> **What you will do**:
Rewrite the material below, replacing every instance of "single point" with "single coordinate pair" and changing nothing else.

══ Data excerpts ══

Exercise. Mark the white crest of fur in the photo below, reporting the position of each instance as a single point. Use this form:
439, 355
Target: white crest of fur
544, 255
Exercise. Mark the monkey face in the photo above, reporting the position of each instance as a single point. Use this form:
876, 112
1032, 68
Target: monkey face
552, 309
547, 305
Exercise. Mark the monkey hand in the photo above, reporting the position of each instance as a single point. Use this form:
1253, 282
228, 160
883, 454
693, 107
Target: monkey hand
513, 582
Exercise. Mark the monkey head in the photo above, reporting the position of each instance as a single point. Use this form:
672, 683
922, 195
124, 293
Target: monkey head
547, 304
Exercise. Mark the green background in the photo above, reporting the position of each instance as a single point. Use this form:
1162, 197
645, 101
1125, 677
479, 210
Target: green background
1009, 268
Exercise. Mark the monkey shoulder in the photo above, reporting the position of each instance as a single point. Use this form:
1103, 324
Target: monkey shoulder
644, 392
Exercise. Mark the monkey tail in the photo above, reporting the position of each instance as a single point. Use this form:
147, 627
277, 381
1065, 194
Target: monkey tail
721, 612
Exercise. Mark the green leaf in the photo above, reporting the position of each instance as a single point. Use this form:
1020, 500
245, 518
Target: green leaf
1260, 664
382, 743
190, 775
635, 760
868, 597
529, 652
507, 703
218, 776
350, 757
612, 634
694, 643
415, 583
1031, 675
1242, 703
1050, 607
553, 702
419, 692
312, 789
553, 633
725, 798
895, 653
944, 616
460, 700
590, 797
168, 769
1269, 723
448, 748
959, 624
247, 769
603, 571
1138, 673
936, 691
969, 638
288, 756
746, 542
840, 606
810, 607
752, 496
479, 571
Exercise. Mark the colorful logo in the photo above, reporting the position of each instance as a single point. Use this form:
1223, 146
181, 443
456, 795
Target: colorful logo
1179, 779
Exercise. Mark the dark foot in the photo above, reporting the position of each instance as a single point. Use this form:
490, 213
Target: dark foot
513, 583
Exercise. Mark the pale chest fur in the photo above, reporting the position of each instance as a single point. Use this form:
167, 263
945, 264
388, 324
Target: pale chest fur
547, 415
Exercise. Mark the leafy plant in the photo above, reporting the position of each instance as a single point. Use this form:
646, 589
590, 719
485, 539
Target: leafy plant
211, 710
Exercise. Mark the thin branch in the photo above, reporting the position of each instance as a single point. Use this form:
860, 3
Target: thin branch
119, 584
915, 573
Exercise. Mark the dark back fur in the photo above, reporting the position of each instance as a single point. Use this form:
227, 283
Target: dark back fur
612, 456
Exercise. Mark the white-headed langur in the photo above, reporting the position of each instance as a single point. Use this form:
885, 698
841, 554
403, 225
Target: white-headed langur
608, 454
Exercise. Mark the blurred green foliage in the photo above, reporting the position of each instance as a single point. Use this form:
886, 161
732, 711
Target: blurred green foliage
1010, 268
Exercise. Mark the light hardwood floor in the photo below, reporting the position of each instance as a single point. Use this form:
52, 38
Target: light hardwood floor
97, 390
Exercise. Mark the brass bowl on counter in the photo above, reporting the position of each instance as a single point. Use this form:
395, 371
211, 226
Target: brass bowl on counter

═══

> **Correct response**:
Exercise. Mark the white crest of fur in the photo below, reporting the position of each instance as a single coordinate pair. Use this form:
439, 355
Target: white crest of fur
544, 255
Exercise. Mark the monkey face in the photo above, reporting the position of each instance as a single coordinate pair. Use this form:
876, 112
1032, 68
Target: monkey face
552, 309
547, 305
Exercise. Mark the monkey hand in the photo above, reporting the position of each instance as a single coordinate pair. Use this form:
1253, 282
228, 160
883, 454
693, 107
Target: monkey hand
513, 582
Exercise. Mark the monkey head in the photo above, reporting the position of each instance as a single coordinate pair. Use this form:
672, 683
922, 195
124, 293
Target: monkey head
547, 304
Exercise. Mark the green background in the photo above, reporting the position of each instance as a single coordinate pair. Use this form:
1162, 197
645, 101
1125, 677
479, 210
Target: green background
1009, 268
Exercise. Mark the monkey shoulder in the photo above, reporting the position of each instance as a single coordinate pair. Use this form:
1103, 324
Target: monkey shoulder
644, 392
Exercise. Mark the monkey tail in the photo above, reporting the position of each instance as a single coordinate pair. Use this form:
147, 627
277, 381
1065, 194
Target: monkey tail
721, 612
Exercise. Mark the green leaf in the photo above, reporting the position of each instance as a single coordinate pair. Use this form:
1020, 500
245, 518
Target: green leaf
1260, 664
382, 743
190, 775
635, 760
868, 597
529, 652
507, 703
218, 776
350, 757
612, 634
694, 643
415, 583
1031, 675
1242, 703
1050, 607
553, 702
419, 692
312, 789
553, 633
725, 798
895, 653
944, 616
460, 700
590, 797
168, 769
1269, 723
448, 748
959, 624
247, 769
603, 571
1138, 673
936, 691
969, 638
288, 756
746, 542
840, 606
810, 607
752, 496
479, 571
Exercise. Mark the colorful logo in the photo above, reporting the position of each instance as a single coordinate pair. Use this form:
1223, 146
181, 443
456, 795
Target: colorful logo
1179, 779
Exercise. Mark the dark foot in the photo above, reporting the position of each instance as a single coordinate pair. Use this form:
490, 213
Target: dark foot
513, 583
Exercise. Mark the pale chest fur in the photo above, reporting the position of each instance as a single coordinate pair. Use this form:
167, 263
945, 264
388, 324
Target: pale chest fur
547, 415
Exercise. Mark the leafy plant in the photo above, reporting the position of each instance as a single coordinate pair. Use this form:
646, 589
590, 719
485, 539
Target: leafy plant
211, 710
Exercise. Mark the thin branch in the photo above, reporting the position of each instance as a single coordinate pair. Use this form:
860, 3
Target: thin branch
119, 584
915, 573
Exercise. Mark the dark back fur in the photo above, reporting the position of each instance as a single coordinate pair. Use this form:
227, 283
Target: dark back fur
612, 456
Exercise. Mark the white-headed langur in the photo above, reporting the position of each instance as a single coordinate pair. Use this form:
885, 698
841, 554
403, 225
Target: white-headed langur
608, 454
Exercise. Mark the blurred green foliage in the photo above, reporting the position of each instance as a single coordinate pair. Use this form:
886, 161
732, 711
Target: blurred green foliage
1010, 268
Exercise. Mark the light hardwood floor in the photo below, reporting the position of each instance as a single coordinate pair. Use this form:
52, 38
Target: light hardwood floor
97, 390
Exercise. Mark the brass bowl on counter in the photo above, reporting the position of each instance as a single coordinate pair. Use this form:
395, 371
211, 226
Target: brass bowl on counter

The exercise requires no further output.